▸ **Enunciado da tarefa**: Escreva a continuação do texto sobre Badridze e a alcateia de Borjomi Gorge, começando logo após a última frase apresentada.

▸ **Texto de origem**:
=====
Sua pesquisa foi conduzida em segredo: ele se mudou para Borjomi Gorge, na Geórgia, onde encontrou uma alcateia que vivia em uma área de 100 quilômetros quadrados. “Paguei os guardas locais, que costumavam atirar nos lobos, para deixar os animais em paz e os ameacei caso rompessem o acordo.”

Primeiro encontro

Como uma pessoa se comunica com predadores selvagens?

Mesmo para Badridze, que costumava caçar e sabia viver na floresta há meses, a tarefa não era fácil. “A única maneira era fazê-los se acostumar com a minha presença bem aos poucos”, contou o cientista russo à revista “Shroedinger’s Cat”.

O processo todo levou quatro meses. Badridze seguia cautelosamente os rastros dos lobos, sem estabelecer contato direto; depois, começou a jogar pedaços de tecido que ele estava usando. Inicialmente os lobos evitavam os tecidos, mas com o tempo perceberam seu cheiro como familiar. Depois de os lobos se acostumarem com sua presença, veio a etapa mais perigosa: o encontro direto.

Badridze ainda lembra vividamente como foi enfrentar um lobo adulto pela primeira vez, a uma distância de cinco metros: “Ele olhou nos meus olhos por menos de um minuto, mas pareceu uma eternidade. Ele então fez um barulho, virou para o companheiro, e eles voltaram para a floresta”. Por alguns instantes, Badridze ficou incapaz de se mover. Mas ele tinha conseguido: os lobos o reconheceram e aceitaram.
=====
▸ **Itens fornecidos**:

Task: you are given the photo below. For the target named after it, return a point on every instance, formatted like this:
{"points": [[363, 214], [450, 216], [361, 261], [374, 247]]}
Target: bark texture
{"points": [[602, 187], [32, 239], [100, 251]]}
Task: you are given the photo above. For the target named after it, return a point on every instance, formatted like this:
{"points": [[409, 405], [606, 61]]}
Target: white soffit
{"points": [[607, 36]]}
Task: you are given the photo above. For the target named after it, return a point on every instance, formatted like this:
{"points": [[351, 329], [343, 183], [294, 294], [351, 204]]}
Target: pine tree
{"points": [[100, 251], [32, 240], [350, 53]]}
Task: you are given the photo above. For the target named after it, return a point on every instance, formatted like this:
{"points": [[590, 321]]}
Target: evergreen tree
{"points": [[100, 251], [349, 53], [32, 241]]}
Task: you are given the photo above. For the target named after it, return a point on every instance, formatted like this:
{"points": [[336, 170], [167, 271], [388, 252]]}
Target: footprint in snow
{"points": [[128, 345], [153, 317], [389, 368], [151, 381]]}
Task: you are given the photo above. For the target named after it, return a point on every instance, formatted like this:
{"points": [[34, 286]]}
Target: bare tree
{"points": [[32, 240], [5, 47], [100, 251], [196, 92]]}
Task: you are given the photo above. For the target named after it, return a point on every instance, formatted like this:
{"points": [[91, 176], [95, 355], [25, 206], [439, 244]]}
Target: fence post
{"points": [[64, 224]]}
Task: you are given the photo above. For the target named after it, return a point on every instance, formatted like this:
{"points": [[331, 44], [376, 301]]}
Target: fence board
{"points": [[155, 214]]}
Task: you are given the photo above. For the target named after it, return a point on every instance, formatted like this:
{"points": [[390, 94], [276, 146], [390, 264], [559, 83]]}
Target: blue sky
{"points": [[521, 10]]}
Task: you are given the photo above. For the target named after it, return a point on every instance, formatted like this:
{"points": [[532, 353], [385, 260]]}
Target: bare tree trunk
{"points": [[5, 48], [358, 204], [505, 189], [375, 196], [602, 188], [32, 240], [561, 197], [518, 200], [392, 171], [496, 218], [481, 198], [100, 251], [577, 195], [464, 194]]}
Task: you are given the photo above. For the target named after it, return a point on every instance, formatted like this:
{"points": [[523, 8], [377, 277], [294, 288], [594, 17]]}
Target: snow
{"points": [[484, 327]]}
=====
▸ **Resposta escrita**:
“Selvagizando”

A alcateia a qual Badridze se juntou consistia em um casal de lobos adultos, seus três filhotes e um lobo mais velho, que liderava o grupo. Logo depois do primeiro encontro, o cientista se uniu a eles, dormindo próximo ao ponto onde se reuniam.

Ele seguia os lobos para onde fossem: quando eles corriam, Badridze corria também, ficando um pouco para trás, embora nem tanto, devido à sua boa forma física. Os animais o convidavam para caçar – e ele os acompanhou várias vezes. Não era ele, porém, que matava os cervos após encontrá-los, pois essa era a missão do lobo adulto.

Os lobos compartilhavam a carne com Badridze. Mas, para não comer nada cru, o cientista atravessava o rio e cozinhava sua porção de carne de veado sobre um fogueira. À parte disso, Badridze conta que vivia basicamente de pão e guisado. “Eu ainda odeio guisado, não consigo nem chegar perto”, brinca.

Ao longo dos meses com os lobos (e com diferentes famílias de lobos), Badridze aprendeu muito sobre o comportamento desses animais – nem sempre da forma mais fácil. Certa vez, por exemplo, testemunhou como os lobos são capazes de altruísmo, quando o protegeram de um urso e salvaram sua vida.

“Estávamos voltando de uma caçada improdutiva, esgotados, quando me sentei em uma pedra grande. E então, um urso, que dormia lá, de repente se levantou e ficou de frente para mim. Os lobos ouviram e atacaram o urso; embora este fosse facilmente capaz de matar cada um deles com um simples golpe”, lembra o cientista.

Violência humana

Badridze permaneceu leal aos amigos carnívoros - até mesmo o “idioma” de uivar e ladrar ainda é familiar para ele. Depois que a família de lobos com quem morou foi morta vários anos depois, durante sua ausência, Badridze continuou trabalhando com lobos por décadas, tentando repovoar espécies na Geórgia.

Ele captura filhotes de lobo das mãos de caçadores, cria-os em cativeiro, ensina-os a se comportarem de forma selvagem e depois liberta os animais. Badridze já criou 22 lobos no total, mas, talvez, o maior benefício à espécie tenha sido tornar as pessoas mais conscientes da verdadeira natureza dos lobos.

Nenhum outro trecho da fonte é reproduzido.